- [TEXT SHOWN]

※ ※ ※

Solitaire (Flood focus)
http://i172.photobucket.com/albums/w11/MikeSalt/DSCS0009.jpg
Yes, that is a beamshot, not just a blank image. Adjust screen contrast, brightness etc. and you can JUST make out the ring beam with hole.

_Oversized images removed_


----------



## defusion (Apr 1, 2007)

MikeSalt said:


> Here are my beamshots of a Solitaire compared to a 5mm generic LED flashlight. The camera does not have auto-exposure, so it is pretty much like-for-like.
> 
> Generic 5mm LED flashlight
> http://i172.photobucket.com/albums/w11/MikeSalt/DSCS0005.jpg
> ...


i can see stars in that last picture (well, alright, in all of them), you sure your not pointing that solitaire up in the air? 
(jk, it's probably dead pixels in the camera)

_Oversized images removed_


----------



## MikeSalt (Apr 1, 2007)

I can see the beam in the last picture, using a Toshiba laptop screen.


----------



## Bror Jace (Apr 1, 2007)

Owning one of these exotic wonders, I figured the review was a joke but I didn't connect the April Fools dots until I read down a few posts.

I can't wait to find someone who wants mine.

I must admit, though, that I took mine out of the container I three it in and tried to figure out what size button cell I could stuff in there just to get a lil' output.


----------



## iNDiGLo (Apr 1, 2007)

Carrot,

Thank you for this review. I just got back from Target and purchased no less than 5 of the Maglite Solitaires. I was hoping they would be on sale but they were not. Its ok, i was so excited after reading your review i just had to buy 5.

I feel like a true flashaholic with my little collection. Thanks for the review. Keep em coming.

iNDiGLo :goodjob:


----------



## AnimalHousePA (Apr 1, 2007)

may the fleas from a thousand camels, nestle in your crotch!


----------



## LightInDarkness (Apr 1, 2007)

iNDiGLo said:


> Carrot,
> 
> Thank you for this review. I just got back from Target and purchased no less than 5 of the Maglite Solitaires. I was hoping they would be on sale but they were not. Its ok, i was so excited after reading your review i just had to buy 5.
> 
> ...


 
Son, You've been had.


----------



## rscanady (Apr 1, 2007)

※ ※ ※

- [THE DATA]
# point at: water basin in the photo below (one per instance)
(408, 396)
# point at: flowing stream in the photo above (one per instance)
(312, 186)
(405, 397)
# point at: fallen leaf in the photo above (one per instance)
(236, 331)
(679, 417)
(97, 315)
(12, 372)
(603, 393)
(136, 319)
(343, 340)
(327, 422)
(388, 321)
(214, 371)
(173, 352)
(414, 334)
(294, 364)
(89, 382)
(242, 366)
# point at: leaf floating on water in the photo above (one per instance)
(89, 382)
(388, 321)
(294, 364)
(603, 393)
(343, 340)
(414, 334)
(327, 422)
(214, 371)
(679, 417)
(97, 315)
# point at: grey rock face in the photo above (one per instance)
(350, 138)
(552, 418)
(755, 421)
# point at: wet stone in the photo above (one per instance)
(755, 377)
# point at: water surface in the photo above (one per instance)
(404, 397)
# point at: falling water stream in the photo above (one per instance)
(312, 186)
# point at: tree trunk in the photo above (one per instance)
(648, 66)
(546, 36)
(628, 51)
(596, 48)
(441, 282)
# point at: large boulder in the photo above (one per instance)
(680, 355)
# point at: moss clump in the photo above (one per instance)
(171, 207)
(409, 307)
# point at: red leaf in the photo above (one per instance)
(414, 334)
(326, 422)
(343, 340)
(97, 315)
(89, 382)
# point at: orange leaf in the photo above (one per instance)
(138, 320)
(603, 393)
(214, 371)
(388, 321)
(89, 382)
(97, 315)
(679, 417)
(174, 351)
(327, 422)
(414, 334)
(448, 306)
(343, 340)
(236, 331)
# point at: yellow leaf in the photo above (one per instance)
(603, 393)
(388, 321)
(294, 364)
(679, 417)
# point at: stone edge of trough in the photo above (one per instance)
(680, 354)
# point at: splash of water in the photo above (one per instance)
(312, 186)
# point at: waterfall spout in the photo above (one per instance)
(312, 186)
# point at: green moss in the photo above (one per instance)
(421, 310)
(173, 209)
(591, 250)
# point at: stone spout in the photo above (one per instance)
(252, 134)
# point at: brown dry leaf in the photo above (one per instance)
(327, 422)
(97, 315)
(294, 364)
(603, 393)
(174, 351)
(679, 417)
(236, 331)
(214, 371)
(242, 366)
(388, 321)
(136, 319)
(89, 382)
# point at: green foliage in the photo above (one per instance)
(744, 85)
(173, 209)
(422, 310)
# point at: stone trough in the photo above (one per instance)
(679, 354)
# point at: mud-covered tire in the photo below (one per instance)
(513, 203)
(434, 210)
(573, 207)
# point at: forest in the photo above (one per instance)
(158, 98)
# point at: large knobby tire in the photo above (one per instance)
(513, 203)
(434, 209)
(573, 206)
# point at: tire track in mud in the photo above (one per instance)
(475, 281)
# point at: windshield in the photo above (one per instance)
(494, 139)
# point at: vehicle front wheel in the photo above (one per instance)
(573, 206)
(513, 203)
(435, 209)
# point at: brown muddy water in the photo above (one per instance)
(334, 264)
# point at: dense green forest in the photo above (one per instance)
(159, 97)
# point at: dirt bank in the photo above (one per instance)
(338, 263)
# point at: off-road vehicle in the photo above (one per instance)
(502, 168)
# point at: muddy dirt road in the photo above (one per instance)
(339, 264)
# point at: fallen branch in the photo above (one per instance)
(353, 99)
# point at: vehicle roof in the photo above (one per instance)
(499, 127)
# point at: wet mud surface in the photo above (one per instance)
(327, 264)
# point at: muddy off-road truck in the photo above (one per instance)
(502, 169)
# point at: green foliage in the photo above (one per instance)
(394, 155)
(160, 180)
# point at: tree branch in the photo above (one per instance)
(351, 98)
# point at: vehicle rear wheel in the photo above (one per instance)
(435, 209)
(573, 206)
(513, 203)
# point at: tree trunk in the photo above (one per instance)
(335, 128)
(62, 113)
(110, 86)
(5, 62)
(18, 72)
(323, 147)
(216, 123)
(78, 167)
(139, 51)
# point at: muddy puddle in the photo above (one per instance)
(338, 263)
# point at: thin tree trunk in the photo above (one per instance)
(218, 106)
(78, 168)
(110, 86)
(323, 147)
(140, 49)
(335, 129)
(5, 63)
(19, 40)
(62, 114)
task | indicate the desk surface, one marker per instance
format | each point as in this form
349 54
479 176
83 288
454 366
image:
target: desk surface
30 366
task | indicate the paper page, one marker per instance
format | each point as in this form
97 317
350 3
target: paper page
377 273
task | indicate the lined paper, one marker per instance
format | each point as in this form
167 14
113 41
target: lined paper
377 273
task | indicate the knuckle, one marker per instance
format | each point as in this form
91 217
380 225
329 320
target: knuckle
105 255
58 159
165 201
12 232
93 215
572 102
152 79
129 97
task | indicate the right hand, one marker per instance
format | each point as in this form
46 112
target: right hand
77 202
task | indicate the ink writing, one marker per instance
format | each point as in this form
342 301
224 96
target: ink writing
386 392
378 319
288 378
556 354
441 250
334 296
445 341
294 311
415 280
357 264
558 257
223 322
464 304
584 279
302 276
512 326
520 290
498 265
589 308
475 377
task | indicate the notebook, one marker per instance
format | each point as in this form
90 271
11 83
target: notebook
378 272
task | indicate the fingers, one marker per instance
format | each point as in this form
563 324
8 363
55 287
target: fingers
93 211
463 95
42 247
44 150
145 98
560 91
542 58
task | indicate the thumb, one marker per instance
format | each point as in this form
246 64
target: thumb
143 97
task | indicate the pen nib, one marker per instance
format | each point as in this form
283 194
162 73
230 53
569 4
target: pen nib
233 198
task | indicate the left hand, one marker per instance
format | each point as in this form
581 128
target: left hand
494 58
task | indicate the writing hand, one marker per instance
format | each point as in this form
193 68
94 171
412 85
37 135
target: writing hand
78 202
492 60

※ ※ ※

- [REQUIRED ACTIONS]
1. List the user names that head the dated posts in the Maglite Solitaire forum thread, in the order they appear.
2. Write the next part of the Maglite Solitaire forum thread, picking up from its last line.

- [PER-TASK ANSWERS]
1. defusion, MikeSalt, Bror Jace, iNDiGLo, AnimalHousePA, LightInDarkness, rscanady

2.
somehow I think you are the one who has been had.

Ryan


----------



## cutlerylover (Apr 1, 2007)

LOL...great thread carrot, bravo...Whats even more funny is I had no idea it was april fools day until I read this thread...lol...


----------



## Casual Flashlight User (Apr 1, 2007)

Thanks Carrot...I think I'll have to sell off all my Arc-AAA's to fund some purchases of these new fangled "solitaire" lights.







CFU


----------



## LightInDarkness (Apr 1, 2007)

rscanady said:


> somehow I think you are the one who has been had.
> 
> Ryan



If you were referring to me, I would appreciate you're explaining why you think that.


----------



## cutlerylover (Apr 1, 2007)

I think what Ryan means is that iNDiGLo was being sarcastic in his post...meaning that you think he actually meant was he was saying instead of joking...Am I right iNDiGLo? With 677 posts I would think you know its just a joke...


----------



## LightInDarkness (Apr 1, 2007)

cutlerylover said:


> I think what Ryan means is that iNDiGLo was being sarcastic in his post...meaning that you think he actually meant was he was saying instead of joking...Am I right iNDiGLo? With 677 posts I would think you know its just a joke...


 
That could be correct. I didn't consider he was joshing when he said he bought 5. I appreciate your perspective on this. Thanks.....

I think I'll wait until April 2nd before I assign to much credibility to anything said.


----------



## JetskiMark (Apr 1, 2007)

Funny stuff. When I first read the title, I thought that this was a really old thread that had been revived. Then when I saw that the first post was from today, I thought for a second that maybe Mag had updated the Solitaire with a Cree. Then I got to the second paragraph and I saw Krypton and I knew it was an April Fools Day joke. Good one, pretty humorous.

Regards,
Mark


----------



## LightInDarkness (Apr 1, 2007)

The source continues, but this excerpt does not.